• [TEXT SECTION]

* * * *

A bonoboist might counter that researchers since the 1960s have shown that most divergences between humans and other great apes are ones of degree and not of kind. We use tools; they use tools. We all possess some type of linguistic ability. And so on. Surely we can learn from their successes.
But the contrasts of degree between species can be gigantic. After all, no one’s going to get excited if a person learns to poke a stick into a hole for food. The hallmark difference between humans and any other animal is our much, much greater flexibility and creativity—our outsized ability to learn from others and to innovate.
Other apes don’t change so readily. Compared to humans, they’ve evolved intrinsic behavioral patterns that are less flexible and creative. Thus, in any given environment, chimps tend to be more aggressive, sexually abstemious, and male-dominated than bonobos. Each species is quite different from the other and from us, and there’s no reason to believe that we (or chimps) can successfully adopt bonobos’ way of relating just because we have such similar genomes.

* * * *

• [YOUR INSTRUCTIONS] Edit the passage on bonobos and other apes from "Other apes don’t" through "such similar genomes.", inclusive, and write it out again with "chimps" replaced by "chimpanzees".

* * * *

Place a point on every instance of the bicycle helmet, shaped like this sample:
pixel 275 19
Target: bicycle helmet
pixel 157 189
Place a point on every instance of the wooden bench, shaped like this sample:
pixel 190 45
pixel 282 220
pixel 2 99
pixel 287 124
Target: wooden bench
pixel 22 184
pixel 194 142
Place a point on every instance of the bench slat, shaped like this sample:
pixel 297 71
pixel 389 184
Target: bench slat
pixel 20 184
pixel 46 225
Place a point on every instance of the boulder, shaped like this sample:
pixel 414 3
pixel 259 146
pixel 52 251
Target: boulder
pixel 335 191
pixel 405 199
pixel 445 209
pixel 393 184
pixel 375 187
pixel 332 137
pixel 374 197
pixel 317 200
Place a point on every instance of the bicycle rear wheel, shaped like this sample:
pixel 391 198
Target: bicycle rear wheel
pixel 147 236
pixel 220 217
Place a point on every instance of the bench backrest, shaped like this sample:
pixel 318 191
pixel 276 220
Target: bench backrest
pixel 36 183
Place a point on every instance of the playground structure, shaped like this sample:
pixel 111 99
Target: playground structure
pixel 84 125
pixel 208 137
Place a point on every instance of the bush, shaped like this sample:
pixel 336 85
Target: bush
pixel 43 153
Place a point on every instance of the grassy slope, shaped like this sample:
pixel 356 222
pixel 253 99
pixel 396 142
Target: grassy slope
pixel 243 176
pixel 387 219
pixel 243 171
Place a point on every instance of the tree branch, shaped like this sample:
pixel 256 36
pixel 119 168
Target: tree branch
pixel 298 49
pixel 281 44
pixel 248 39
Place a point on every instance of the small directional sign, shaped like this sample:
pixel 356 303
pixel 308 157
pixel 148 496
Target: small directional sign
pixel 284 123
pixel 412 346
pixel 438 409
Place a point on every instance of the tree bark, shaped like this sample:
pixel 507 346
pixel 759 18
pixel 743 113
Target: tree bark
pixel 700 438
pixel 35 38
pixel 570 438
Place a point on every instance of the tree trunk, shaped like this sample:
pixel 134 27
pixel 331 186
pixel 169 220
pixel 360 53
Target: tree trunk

* * * *

• [RESULT FOR THIS TASK]
Other apes don’t change so readily. Compared to humans, they’ve evolved intrinsic behavioral patterns that are less flexible and creative. Thus, in any given environment, chimpanzees tend to be more aggressive, sexually abstemious, and male-dominated than bonobos. Each species is quite different from the other and from us, and there’s no reason to believe that we (or chimpanzees) can successfully adopt bonobos’ way of relating just because we have such similar genomes.